_Exercise_
From the material below, pick out each line that contains the word "overcast" and copy it. A match counts only if the case is the same.

_Collection entries_
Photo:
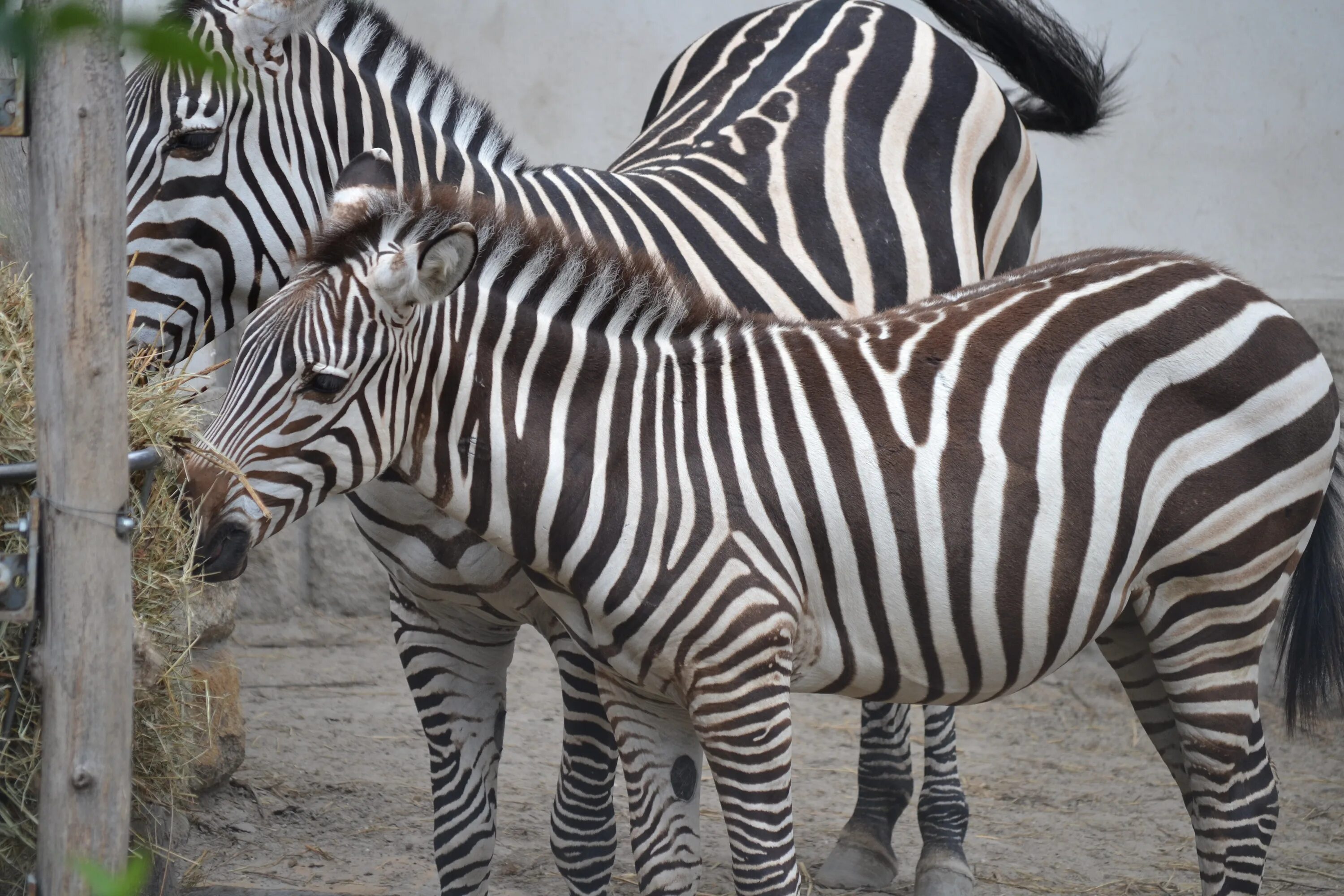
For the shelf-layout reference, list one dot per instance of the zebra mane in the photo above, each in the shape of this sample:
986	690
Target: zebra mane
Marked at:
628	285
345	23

==

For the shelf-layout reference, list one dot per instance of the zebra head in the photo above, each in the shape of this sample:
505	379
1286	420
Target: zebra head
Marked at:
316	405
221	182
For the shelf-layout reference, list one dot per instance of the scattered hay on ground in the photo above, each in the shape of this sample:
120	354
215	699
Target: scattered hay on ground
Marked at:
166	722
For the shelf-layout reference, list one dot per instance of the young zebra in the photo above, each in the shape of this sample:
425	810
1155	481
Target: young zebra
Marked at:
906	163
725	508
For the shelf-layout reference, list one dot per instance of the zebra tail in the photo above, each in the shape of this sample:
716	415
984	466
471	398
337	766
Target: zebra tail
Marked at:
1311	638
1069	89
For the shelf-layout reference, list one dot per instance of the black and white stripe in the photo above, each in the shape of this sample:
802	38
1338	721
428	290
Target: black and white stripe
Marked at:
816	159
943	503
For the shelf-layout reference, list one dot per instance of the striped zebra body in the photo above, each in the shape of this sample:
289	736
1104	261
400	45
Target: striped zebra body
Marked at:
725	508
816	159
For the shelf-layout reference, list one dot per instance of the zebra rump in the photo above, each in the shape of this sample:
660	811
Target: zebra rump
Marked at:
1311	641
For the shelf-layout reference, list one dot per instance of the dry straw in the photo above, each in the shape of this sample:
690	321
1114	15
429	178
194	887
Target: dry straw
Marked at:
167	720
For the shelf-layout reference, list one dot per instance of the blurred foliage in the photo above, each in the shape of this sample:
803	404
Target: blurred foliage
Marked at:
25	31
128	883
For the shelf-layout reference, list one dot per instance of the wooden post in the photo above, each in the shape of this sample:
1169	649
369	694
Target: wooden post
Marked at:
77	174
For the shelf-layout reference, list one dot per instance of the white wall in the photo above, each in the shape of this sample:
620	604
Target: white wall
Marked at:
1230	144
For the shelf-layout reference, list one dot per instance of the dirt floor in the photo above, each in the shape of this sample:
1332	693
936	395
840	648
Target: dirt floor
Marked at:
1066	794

--

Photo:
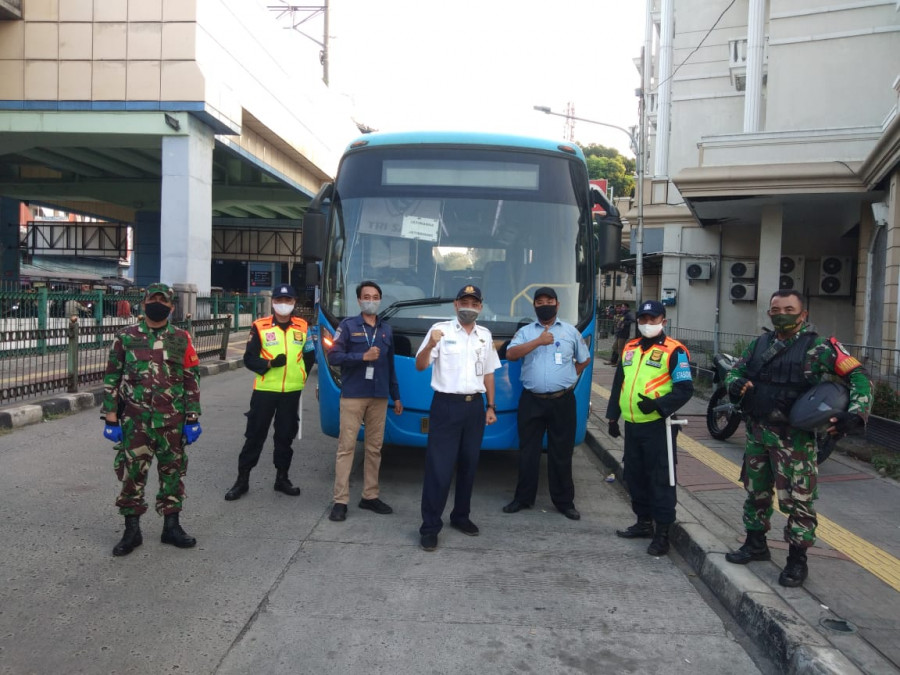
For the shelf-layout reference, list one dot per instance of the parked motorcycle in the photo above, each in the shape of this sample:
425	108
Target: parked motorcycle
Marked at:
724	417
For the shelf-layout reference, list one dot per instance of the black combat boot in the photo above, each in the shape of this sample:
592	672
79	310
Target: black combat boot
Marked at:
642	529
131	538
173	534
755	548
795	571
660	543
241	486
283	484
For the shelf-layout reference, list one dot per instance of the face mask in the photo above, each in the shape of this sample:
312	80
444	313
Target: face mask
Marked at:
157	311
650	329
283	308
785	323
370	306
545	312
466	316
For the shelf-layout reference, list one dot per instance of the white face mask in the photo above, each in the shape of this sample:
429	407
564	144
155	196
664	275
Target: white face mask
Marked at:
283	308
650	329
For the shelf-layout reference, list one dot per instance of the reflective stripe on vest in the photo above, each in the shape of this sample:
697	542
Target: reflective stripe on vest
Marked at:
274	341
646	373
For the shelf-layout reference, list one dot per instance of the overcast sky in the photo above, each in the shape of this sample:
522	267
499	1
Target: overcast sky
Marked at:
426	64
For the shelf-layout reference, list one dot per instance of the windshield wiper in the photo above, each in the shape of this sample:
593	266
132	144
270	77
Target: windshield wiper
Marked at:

_Answer to the exercise_
For the shelf-layout reference, list one dot per instance of the overcast sky in the photo above, each in the shape of this sample:
Target: overcast sky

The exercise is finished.